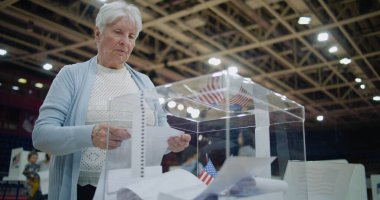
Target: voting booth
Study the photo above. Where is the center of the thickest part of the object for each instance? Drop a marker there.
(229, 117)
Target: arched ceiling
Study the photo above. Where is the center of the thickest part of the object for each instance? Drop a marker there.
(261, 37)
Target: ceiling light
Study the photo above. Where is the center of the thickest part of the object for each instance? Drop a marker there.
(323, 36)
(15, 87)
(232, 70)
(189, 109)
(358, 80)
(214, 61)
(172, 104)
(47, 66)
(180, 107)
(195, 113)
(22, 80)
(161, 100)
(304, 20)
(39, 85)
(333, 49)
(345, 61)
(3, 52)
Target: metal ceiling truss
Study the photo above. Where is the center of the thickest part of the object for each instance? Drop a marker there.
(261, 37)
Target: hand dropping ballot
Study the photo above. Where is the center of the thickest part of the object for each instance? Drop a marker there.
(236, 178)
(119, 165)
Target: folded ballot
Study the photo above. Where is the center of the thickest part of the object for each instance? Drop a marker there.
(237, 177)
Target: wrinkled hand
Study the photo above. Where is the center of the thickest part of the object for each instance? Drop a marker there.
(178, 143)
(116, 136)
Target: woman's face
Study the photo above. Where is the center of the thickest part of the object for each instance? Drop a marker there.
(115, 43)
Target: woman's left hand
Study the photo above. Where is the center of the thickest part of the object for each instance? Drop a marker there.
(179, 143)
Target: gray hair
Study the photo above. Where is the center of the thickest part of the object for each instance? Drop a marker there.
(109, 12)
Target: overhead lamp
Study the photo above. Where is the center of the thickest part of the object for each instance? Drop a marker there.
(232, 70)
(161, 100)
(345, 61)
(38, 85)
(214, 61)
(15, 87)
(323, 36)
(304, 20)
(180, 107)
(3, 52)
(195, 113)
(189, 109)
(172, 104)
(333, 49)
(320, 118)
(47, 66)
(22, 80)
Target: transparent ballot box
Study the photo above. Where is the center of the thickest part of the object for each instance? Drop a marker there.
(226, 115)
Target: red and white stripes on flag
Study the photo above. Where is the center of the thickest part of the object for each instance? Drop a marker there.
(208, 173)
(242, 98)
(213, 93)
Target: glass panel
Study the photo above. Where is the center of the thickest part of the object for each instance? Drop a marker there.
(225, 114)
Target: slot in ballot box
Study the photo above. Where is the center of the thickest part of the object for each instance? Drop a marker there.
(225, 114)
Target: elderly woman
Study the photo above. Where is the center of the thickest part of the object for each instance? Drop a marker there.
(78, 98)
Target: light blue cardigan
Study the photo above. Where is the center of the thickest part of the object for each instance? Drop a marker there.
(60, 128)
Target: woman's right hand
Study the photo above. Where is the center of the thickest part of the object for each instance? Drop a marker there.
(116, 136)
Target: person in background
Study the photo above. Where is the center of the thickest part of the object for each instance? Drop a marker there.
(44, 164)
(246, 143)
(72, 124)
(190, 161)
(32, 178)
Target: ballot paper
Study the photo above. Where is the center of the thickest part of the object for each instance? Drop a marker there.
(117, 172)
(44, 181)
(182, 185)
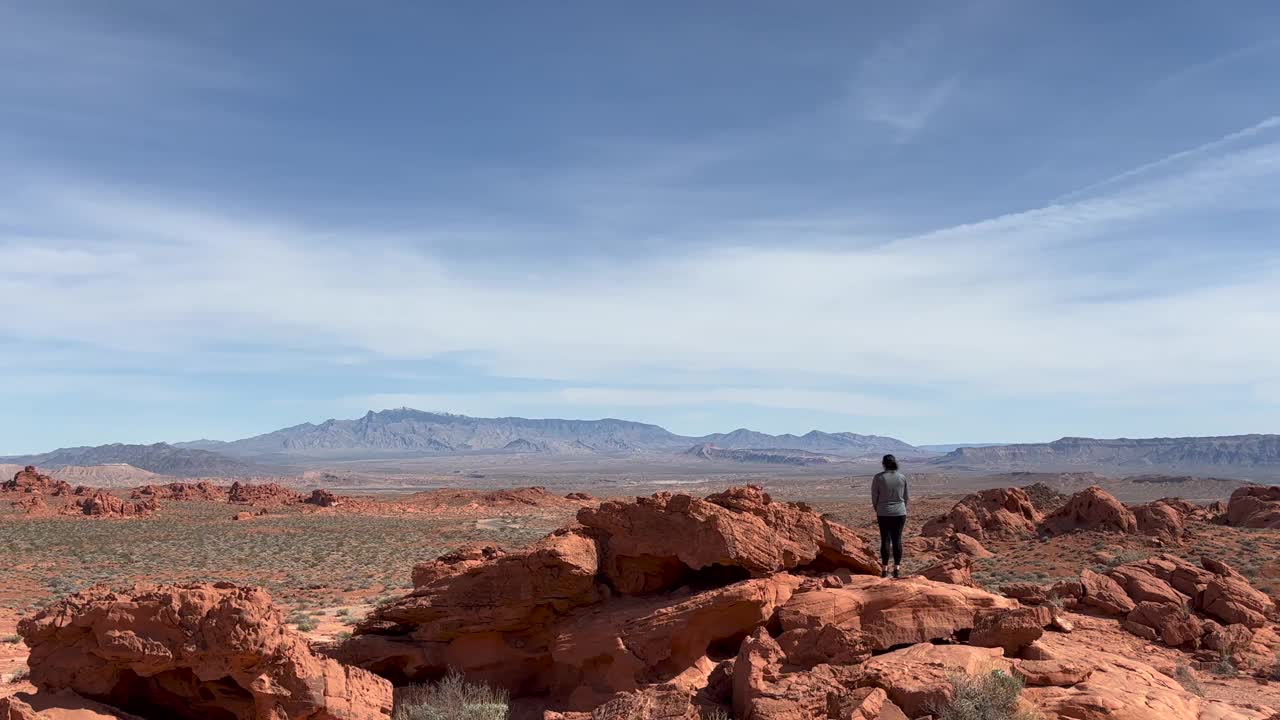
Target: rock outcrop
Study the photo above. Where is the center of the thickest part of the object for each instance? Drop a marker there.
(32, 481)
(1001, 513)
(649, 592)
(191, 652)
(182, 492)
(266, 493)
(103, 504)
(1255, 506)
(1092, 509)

==============================

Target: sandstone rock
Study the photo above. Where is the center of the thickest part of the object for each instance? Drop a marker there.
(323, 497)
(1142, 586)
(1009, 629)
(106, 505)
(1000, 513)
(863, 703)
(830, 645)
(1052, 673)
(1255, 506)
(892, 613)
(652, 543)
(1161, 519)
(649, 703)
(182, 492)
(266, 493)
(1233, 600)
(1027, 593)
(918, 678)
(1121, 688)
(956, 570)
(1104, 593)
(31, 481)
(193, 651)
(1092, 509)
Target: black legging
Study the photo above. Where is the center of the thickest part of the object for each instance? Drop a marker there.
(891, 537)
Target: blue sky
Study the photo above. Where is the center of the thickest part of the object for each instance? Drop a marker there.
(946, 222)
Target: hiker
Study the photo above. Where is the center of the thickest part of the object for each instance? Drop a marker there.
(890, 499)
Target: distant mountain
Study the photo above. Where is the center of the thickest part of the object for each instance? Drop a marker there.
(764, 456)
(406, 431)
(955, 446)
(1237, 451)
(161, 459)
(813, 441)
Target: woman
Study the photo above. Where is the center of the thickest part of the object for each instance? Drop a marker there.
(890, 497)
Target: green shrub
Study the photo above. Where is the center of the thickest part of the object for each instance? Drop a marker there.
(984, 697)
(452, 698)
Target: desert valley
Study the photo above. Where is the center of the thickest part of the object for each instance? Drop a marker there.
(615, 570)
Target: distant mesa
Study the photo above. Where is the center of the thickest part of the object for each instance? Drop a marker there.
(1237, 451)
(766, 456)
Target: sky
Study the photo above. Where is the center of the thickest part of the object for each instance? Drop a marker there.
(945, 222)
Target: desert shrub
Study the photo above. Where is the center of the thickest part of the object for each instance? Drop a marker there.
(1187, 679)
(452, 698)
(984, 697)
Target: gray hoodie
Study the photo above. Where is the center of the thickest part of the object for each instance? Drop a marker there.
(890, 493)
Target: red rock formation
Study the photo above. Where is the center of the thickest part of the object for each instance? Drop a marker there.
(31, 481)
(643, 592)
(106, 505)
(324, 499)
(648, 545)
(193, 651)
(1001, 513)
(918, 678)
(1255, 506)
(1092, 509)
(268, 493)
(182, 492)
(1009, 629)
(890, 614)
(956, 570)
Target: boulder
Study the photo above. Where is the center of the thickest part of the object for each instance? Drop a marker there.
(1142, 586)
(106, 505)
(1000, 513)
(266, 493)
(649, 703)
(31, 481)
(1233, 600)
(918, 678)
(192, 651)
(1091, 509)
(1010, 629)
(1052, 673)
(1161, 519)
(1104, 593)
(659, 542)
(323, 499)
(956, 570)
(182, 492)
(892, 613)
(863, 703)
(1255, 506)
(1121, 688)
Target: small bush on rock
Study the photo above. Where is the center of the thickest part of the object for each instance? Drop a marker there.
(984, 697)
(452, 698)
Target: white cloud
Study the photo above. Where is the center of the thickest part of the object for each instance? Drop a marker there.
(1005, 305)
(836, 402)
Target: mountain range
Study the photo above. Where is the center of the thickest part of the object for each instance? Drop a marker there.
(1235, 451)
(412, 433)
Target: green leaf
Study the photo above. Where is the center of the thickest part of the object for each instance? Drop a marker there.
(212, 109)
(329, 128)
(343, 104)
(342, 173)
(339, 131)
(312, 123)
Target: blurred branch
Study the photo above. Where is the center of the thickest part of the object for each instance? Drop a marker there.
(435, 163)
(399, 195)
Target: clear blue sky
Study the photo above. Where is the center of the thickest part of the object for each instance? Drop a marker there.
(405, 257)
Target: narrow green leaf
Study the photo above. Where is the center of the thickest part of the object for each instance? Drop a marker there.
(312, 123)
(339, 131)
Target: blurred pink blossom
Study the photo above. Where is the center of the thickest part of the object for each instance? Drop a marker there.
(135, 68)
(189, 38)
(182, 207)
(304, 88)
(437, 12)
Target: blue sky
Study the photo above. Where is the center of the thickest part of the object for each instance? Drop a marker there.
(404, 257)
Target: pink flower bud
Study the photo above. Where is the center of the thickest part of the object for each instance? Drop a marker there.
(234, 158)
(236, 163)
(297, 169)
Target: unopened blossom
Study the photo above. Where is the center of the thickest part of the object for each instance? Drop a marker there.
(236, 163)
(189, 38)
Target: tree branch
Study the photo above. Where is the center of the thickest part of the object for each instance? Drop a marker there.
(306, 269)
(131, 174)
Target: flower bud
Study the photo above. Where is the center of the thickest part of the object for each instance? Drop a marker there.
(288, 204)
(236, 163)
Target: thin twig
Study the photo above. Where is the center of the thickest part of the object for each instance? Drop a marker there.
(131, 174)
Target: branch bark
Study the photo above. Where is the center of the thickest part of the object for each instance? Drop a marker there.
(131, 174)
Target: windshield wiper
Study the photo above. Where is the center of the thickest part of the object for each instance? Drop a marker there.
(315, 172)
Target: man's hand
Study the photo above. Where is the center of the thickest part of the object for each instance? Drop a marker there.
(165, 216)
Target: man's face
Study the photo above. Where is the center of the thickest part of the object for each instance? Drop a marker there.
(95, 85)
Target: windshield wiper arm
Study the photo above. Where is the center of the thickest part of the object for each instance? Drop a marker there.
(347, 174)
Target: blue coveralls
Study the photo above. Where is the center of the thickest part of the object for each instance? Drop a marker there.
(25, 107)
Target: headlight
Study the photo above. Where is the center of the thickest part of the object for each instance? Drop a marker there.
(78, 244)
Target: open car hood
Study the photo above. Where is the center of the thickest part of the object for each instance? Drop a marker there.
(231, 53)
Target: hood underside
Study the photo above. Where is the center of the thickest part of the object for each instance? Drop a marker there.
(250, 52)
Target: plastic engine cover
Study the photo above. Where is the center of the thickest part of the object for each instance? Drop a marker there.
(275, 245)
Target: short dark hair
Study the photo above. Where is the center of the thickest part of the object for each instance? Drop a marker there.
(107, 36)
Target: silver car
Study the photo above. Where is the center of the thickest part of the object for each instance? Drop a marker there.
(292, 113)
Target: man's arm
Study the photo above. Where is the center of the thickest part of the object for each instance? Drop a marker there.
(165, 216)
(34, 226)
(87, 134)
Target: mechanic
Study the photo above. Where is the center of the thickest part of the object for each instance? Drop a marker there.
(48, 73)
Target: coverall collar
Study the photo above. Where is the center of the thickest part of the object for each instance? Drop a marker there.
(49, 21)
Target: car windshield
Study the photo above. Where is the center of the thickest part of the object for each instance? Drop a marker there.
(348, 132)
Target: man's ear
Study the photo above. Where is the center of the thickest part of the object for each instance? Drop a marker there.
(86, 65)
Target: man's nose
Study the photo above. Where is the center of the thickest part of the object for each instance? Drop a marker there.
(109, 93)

==============================

What the exercise asks =
Each line in the entries above, starting at the line with "Target: wrinkled hand" and ending at the line with "Target: woman's left hand", is to be printed exactly, and only those lines.

Task response =
Target: wrinkled hand
Study the photo above. Where is the center of the thickest part of the object for each instance? Drop a marker there.
(178, 143)
(116, 136)
Target: woman's face
Study the photo above. Where is the center of the thickest part of the object for each instance? Drop a marker there.
(115, 43)
Target: woman's left hand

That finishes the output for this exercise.